# TREŚĆ ZADANIA A
Po lekturze czego, zgodnie z podanym fragmentem, pojawiło się pragnienie sięgnięcia po coś lekkiego i miłego?

# PODANY FRAGMENT
* * * *
Dodany: 13.07.2007 19:02|Autor: jakozak

Czytanie z uśmiechem


Po Gałczyńskim i Śmierci w Breslau marzyłam o czymś lekkim, miłym.
Przyznam się, że nie wierzyłam za bardzo w to, że Michalina Wisłocka potrafi napisać taką sympatyczną książkę. Wyobrażałam sobie autorkę, jako osobę poważną, zasadniczą, ułożoną...
Miłe rozczarowanie, bardzo miłe.
Mimo że od jej 1926 roku do mojego 1961 upłynęło wiele wiele lat - czytałam ze wzruszeniem. Jej opisy szkół, podwórka, sklepów, zabaw dziecięcych, sytuacji rodzinnych są mi bardzo bliskie. Analogii masa! Masa! :-)

Sympatyczna, przynajmniej na razie, książka. Bardzo sympatyczna. Zobaczymy, co będzie dalej.
Wyświetleń: 5632
Dodaj komentarz
Przeczytaj komentarze
ilość komentarzy: 13
Użytkownik: helwecja_blech 13.07.2007 20:12 napisał(a):
Odpowiedź na: Po Gałczyńskim i Śmierci ... | jakozak
mówisz?
to moze dodam sobie do schowaka na smuteczkowe dni?
* * * *
# Wpisy z oznaczonymi ramkami

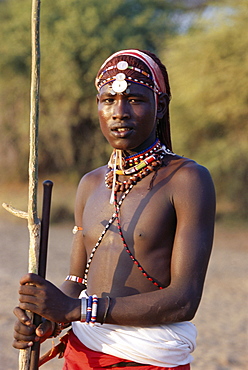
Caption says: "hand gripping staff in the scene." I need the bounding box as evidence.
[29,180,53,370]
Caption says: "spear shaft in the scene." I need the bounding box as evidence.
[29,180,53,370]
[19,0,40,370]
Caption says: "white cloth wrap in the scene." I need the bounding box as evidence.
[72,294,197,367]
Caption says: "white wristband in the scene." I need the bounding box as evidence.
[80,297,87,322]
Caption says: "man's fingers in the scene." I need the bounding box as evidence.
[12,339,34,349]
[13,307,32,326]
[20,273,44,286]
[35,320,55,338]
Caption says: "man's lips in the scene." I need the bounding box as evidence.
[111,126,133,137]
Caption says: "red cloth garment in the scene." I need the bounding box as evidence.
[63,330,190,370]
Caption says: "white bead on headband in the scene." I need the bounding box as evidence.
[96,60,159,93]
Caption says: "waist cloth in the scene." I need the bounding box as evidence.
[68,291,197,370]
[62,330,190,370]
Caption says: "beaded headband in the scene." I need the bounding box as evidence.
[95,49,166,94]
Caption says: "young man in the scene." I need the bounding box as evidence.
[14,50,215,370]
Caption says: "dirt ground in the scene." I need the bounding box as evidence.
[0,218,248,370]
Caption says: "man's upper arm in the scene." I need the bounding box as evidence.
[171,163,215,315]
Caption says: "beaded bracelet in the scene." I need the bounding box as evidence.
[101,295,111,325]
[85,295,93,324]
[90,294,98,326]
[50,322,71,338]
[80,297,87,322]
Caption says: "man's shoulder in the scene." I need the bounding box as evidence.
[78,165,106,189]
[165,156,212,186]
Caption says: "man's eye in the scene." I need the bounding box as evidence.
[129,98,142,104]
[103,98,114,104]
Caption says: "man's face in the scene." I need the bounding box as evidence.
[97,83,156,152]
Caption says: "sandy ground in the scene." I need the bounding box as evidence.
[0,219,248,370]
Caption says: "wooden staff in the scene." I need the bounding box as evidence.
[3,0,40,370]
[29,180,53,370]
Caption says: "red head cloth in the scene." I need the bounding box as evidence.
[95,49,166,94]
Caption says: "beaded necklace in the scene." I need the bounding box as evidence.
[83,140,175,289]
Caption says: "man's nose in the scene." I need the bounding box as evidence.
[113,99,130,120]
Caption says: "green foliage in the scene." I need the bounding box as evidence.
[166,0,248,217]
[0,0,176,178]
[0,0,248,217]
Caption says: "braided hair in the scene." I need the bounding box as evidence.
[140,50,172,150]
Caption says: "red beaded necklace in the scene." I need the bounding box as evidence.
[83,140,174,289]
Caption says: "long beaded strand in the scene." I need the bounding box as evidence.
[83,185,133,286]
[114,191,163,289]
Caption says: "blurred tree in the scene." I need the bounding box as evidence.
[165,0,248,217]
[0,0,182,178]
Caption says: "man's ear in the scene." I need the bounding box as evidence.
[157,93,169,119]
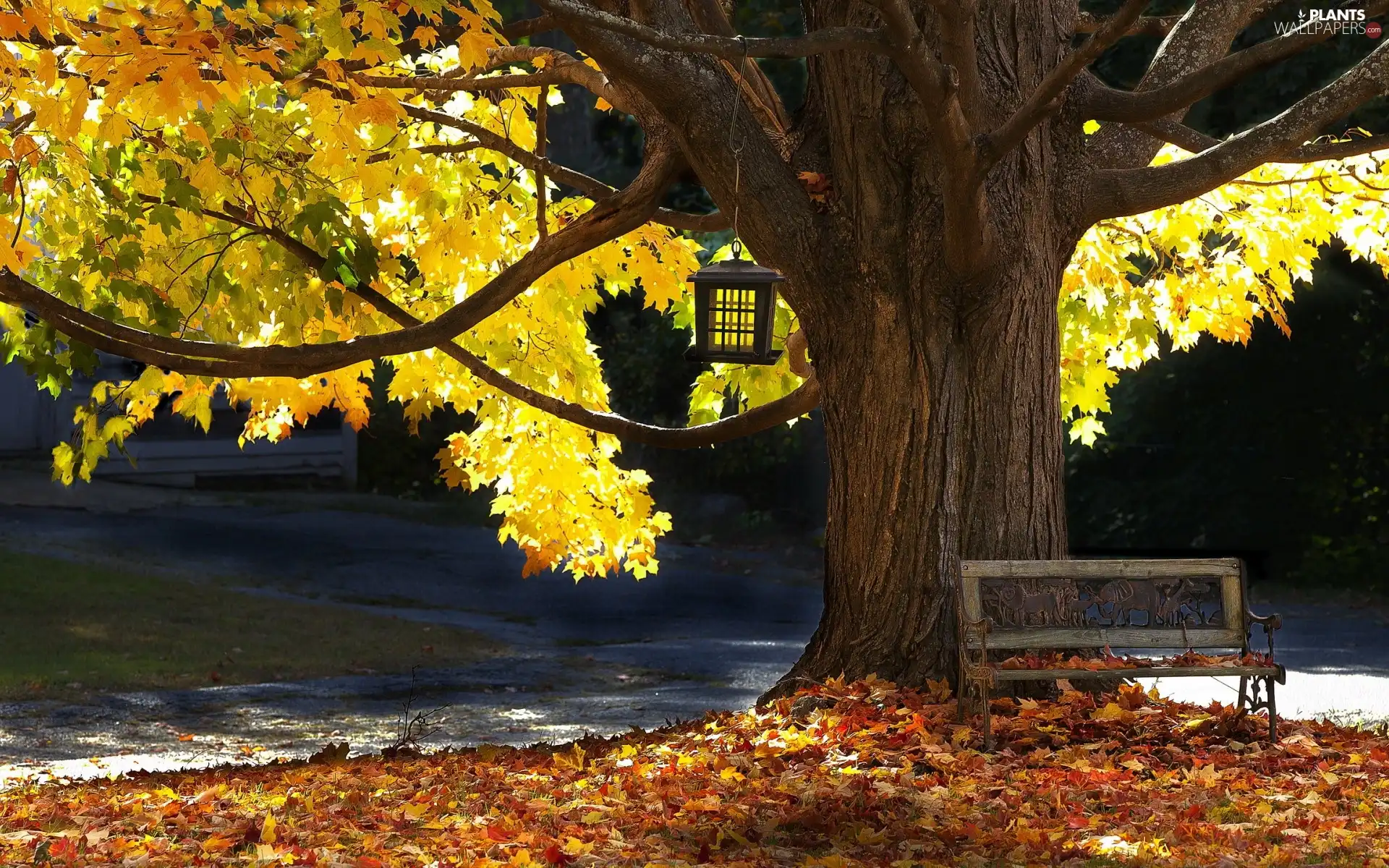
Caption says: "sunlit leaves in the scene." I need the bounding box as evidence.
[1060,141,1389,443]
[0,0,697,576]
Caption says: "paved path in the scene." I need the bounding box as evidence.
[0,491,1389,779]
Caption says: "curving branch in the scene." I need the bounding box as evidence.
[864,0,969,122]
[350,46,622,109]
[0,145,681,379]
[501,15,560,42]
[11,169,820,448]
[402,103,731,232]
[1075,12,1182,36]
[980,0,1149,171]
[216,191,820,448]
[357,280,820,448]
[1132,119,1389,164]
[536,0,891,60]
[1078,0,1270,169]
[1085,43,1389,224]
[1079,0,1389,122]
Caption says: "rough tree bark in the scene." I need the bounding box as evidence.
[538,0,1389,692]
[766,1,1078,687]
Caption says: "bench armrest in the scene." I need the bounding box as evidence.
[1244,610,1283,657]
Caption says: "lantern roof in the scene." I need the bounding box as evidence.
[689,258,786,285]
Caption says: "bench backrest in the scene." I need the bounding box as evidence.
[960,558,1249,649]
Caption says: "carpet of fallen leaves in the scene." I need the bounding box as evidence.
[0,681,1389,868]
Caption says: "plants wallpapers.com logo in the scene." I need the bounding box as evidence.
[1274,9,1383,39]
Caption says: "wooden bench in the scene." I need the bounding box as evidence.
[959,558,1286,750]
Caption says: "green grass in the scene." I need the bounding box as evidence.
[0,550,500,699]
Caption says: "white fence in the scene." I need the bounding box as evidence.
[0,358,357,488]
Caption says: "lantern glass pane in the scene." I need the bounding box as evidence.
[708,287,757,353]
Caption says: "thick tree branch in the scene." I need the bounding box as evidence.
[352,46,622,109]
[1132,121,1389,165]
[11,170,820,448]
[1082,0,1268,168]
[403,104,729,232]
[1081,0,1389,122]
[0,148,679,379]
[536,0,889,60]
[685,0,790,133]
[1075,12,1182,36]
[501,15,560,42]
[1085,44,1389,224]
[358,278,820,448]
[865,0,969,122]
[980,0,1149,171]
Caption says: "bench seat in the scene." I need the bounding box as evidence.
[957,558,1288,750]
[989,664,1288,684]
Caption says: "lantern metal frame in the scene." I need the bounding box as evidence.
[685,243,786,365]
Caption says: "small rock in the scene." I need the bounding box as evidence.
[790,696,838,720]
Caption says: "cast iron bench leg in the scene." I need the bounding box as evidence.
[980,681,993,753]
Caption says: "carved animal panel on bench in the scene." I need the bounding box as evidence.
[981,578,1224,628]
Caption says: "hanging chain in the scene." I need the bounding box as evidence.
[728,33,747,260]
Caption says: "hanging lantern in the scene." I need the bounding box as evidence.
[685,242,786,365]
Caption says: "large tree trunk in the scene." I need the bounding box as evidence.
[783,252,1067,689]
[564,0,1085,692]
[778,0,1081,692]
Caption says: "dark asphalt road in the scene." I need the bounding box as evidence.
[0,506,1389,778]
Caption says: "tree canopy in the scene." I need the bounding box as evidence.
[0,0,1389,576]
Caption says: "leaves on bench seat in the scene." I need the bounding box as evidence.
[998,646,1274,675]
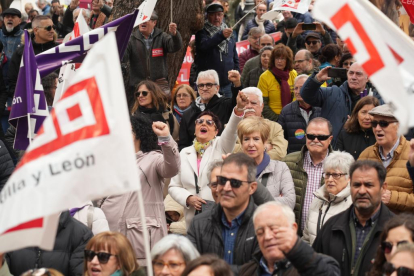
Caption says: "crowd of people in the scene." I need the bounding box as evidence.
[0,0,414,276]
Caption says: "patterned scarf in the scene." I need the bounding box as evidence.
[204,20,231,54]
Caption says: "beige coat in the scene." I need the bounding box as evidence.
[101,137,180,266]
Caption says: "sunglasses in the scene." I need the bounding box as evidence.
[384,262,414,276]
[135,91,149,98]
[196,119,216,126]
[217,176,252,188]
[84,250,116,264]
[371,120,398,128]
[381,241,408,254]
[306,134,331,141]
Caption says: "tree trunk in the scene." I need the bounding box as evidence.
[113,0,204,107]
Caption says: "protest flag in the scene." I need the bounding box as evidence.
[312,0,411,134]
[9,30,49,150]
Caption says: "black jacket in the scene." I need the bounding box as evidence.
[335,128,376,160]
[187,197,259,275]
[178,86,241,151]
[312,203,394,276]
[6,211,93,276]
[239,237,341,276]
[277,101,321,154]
* * * *
# TREŚĆ ZADANIA B
Proszę przedstawić jako listę numerowaną wiersze wpisów od wiersza zawierającego „beaded strand in” do wiersza zawierającego „[0,0,182,178]” włącznie, z pominięciem pustych wierszy.

# WYNIK ZADANIA A
Po Gałczyńskim i Śmierci w Breslau.

# WYNIK ZADANIA B
1. Caption says: "long beaded strand in the scene." I need the bounding box as evidence.
2. [83,185,133,286]
3. [114,191,163,289]
4. Caption says: "blurred tree in the scene." I need the bounding box as evidence.
5. [165,0,248,217]
6. [0,0,182,178]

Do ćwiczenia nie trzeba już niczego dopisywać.